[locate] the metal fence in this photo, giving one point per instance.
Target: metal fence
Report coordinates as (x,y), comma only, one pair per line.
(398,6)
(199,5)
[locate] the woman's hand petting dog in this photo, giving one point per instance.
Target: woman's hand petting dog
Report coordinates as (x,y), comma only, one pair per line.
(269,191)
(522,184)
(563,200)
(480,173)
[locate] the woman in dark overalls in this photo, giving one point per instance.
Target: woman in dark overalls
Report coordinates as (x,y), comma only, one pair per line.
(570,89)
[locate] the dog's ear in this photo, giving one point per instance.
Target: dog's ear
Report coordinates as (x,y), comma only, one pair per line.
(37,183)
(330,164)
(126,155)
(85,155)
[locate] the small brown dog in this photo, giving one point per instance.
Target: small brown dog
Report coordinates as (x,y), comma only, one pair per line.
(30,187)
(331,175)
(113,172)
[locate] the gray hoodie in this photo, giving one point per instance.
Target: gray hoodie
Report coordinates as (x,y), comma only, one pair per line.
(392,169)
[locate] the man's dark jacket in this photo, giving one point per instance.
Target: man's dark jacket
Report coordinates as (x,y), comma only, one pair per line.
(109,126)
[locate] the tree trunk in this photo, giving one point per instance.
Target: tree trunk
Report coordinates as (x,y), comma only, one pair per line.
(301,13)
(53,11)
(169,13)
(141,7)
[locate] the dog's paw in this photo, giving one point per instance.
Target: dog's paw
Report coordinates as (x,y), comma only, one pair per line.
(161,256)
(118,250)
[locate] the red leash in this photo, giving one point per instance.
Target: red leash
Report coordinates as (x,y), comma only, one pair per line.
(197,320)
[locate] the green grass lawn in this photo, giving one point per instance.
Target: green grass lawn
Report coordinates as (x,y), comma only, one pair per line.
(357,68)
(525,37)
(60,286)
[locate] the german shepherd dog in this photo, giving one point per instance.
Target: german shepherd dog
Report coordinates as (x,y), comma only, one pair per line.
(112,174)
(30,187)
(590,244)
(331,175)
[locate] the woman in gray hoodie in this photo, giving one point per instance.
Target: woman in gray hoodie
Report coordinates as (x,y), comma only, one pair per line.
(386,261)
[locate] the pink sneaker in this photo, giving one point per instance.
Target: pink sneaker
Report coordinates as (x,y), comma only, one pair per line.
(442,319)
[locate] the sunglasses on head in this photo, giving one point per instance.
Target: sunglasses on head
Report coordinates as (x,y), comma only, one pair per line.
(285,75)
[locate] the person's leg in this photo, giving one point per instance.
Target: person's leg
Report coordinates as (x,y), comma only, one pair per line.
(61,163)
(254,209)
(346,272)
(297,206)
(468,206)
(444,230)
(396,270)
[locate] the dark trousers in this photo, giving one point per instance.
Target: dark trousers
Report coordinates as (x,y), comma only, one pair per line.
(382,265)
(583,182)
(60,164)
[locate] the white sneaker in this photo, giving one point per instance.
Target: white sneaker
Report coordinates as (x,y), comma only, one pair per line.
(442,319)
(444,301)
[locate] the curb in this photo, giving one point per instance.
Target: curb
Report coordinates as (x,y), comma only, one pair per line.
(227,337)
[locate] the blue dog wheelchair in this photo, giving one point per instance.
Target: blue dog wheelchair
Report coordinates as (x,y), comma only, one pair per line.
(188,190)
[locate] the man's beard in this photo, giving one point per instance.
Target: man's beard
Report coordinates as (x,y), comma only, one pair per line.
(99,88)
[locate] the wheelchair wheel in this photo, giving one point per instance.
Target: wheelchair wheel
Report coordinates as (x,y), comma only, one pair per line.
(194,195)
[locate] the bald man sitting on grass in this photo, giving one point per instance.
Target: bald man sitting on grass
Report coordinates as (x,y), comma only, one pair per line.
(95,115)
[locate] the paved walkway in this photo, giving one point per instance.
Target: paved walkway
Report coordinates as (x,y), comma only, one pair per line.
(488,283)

* Description of the task *
When a line in the records above contains the word "paved", copy it.

* The answer *
[locate] the paved walkway in this photo, giving one point per instance.
Target: paved walkway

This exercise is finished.